Задание A
В каком году, согласно тексту, Ольга приехала в столицу Империи, уже будучи христианкой?

Текст
---------------

Как известно, современник Игоря и Ольги, император Константин Багрянородный, в своем сочинении «De administrando imperio» неоднократно говорит о Руси, ее политическом устройстве, ее торговле с Империей, являясь как бы комментатором дипломатических актов 911 и 944 гг. Насколько византийская дипломатия тщательно изучала участников международной дипломатической игры и возможных агрессоров, видно из того, что Константин, описывая торговую дорогу из Киева в Царьград, может назвать днепровские пороги по-русски и по-славянски.

Если договор Игоря 944 г. оставляет открытым вопрос о возможности принятия христианства киевским князем, то в правление вдовы Игоря в Киеве эта возможность реализуется, правда, не как крещение Киевского государства, а как личное дело «архонтиссы» Ольги. Если исходить из источников русских, византийских и западных, можно спорить о том — один или два раза ездила Ольга в Константинополь, но на основании сочинения того же Константина Багрянородного, о церемониях Византийского двора мы бесспорно можем установить, что в приезд свой в столицу Империи в 957 г. Ольга была уже христианкою и имела в составе свиты своего попа. Целью ее приезда были дипломатические переговоры с императором. Как известно, Ольге были даны две аудиенции — у императора и императрицы. Принятая с теми же церемониями, что и бывшие до нее у императора сирийские послы, «архонтисса руссов» уехала из Византии с чувством недовольства от бесцельности поездки и глубокой обиды за себя и за свой народ. Это ярко запечатлелось в народной песне, об этом было сложено немало преданий, частью использованных нашим летописанием. Договор 945 г. дал нам возможность убедиться, что у киевского князя было немало тем для дипломатических переговоров с Империей; но у нас нет данных для догадки, какие из них имела в виду Ольга, стремясь к личным переговорам с императором. Однако, каковы бы ни были эти темы, причина неудачи переговоров Ольги совершенно ясна. Император в ту пору считал, что на севере Империя любой ценой должна поддерживать дружбу только с печенежским народом, так как страх нападения со стороны последнего будет держать в должных границах и венгров и русских.

С именем императора Никифора Фоки справедливо связывают крупный перелом византийской политики на севере, вовлекший в свой водоворот и киевского князя Святослава. Задавшись целью покорить Болгарию и сделать ее византийской областью, император этим передвигал свою северную границу в степь. Он разрушал систему политических группировок степных и пристепных народов, о которой император Константин в своем трактате о северной политике Империи хвастливо говорит как о великом достижении византийской дипломатии. Не без основания историки считают стремление Фоки покорить Болгарию, так мучительно пережитое болгарским народом, тяжелою ошибкою, последствия которой сказались до конца существования Империи.

---------------

Задание B
Укажите только число строк листинга, в которых встречается строка «brass».

---------------

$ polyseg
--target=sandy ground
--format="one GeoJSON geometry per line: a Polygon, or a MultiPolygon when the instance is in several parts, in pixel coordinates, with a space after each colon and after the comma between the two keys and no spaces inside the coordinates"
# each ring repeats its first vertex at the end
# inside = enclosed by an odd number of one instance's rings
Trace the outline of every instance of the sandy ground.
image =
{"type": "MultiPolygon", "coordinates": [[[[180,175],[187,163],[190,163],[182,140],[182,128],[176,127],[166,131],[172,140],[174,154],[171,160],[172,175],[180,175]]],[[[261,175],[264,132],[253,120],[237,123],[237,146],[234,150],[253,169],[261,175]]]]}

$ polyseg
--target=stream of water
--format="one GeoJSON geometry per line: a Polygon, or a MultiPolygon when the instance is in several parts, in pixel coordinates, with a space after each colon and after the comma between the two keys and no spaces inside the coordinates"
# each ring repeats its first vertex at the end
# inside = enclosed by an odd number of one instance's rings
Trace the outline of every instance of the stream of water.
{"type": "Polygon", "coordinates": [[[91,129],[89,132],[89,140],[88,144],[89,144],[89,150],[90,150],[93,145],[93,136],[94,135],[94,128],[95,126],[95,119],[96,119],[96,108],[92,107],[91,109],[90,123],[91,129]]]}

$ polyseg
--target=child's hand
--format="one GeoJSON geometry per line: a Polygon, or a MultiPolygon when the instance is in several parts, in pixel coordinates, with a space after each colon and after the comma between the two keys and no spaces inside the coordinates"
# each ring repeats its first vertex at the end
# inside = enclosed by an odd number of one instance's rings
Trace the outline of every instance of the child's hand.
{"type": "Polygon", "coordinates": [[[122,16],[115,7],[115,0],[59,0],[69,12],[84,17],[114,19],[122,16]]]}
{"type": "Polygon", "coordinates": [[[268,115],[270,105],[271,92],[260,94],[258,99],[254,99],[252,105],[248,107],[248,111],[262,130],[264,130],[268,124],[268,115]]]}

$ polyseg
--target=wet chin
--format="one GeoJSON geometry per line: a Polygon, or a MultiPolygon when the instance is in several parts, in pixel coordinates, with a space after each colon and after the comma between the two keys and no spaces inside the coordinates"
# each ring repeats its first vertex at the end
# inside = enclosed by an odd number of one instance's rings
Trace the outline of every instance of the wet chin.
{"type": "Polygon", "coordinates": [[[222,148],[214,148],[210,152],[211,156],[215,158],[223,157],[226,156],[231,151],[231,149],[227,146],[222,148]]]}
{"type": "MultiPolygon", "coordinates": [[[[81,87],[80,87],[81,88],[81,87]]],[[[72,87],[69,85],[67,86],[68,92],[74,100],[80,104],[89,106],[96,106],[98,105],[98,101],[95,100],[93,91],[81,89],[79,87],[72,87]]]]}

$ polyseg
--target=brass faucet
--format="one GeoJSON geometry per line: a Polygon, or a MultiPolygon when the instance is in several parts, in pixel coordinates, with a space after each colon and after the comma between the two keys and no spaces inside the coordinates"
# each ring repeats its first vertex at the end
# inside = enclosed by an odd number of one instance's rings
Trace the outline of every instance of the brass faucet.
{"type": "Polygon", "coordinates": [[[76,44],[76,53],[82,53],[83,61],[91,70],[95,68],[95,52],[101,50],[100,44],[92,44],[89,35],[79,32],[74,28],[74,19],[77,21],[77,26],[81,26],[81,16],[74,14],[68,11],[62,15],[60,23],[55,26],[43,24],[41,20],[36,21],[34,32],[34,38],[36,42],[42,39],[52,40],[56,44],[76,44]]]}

---------------

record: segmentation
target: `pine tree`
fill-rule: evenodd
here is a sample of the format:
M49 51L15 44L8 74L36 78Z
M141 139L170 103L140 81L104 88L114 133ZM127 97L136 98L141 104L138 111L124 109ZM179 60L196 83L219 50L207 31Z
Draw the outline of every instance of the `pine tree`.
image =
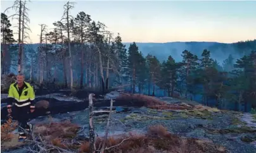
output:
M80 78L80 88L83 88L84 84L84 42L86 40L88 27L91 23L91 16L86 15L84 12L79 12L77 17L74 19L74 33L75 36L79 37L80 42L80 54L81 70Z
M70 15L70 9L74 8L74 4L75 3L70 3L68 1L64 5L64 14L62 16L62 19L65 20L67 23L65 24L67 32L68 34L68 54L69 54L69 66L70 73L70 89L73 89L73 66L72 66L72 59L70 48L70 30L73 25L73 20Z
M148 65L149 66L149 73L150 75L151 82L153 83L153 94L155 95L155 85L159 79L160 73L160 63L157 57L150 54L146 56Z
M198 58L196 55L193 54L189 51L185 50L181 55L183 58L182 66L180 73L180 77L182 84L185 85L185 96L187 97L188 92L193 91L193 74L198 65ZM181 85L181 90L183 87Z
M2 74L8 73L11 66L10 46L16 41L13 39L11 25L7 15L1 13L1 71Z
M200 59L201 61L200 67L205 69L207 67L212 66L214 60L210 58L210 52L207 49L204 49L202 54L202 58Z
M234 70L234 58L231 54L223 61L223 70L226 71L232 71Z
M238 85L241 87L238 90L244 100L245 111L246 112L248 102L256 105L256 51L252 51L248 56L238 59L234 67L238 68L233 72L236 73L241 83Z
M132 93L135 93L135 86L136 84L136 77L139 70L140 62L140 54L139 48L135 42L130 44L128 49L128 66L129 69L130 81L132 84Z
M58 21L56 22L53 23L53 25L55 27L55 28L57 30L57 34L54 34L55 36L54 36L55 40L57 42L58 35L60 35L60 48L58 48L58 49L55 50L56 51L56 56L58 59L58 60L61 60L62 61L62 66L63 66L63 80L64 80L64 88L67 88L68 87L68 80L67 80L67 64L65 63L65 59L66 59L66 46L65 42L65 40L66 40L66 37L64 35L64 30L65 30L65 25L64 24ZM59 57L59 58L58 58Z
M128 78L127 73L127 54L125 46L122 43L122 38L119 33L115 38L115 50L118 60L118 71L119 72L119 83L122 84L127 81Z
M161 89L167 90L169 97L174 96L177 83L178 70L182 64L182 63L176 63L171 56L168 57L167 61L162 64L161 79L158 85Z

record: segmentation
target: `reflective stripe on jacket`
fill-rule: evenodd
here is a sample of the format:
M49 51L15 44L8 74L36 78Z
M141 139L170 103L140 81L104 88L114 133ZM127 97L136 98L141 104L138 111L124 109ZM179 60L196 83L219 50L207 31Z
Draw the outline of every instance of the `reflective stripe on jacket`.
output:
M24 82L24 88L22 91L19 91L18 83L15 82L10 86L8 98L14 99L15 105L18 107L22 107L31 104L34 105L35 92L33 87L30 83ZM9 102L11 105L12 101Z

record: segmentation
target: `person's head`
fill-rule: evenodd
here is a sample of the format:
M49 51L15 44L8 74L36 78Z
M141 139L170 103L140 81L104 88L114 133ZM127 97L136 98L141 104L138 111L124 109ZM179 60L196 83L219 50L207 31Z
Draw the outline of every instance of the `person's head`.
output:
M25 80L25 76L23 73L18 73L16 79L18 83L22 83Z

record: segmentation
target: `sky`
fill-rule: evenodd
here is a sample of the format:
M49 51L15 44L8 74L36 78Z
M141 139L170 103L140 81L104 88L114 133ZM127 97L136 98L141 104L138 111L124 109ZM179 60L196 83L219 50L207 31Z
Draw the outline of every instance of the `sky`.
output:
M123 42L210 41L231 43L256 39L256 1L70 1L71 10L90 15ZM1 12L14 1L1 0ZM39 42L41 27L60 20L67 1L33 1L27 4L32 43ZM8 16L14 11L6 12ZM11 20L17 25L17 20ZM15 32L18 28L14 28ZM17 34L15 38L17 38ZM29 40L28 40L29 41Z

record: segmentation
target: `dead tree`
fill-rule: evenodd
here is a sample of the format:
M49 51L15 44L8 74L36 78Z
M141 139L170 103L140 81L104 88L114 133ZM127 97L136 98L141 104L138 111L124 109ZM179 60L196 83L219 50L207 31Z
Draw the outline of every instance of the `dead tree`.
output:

---------------

Ответ A
В 957 году.

Ответ B
2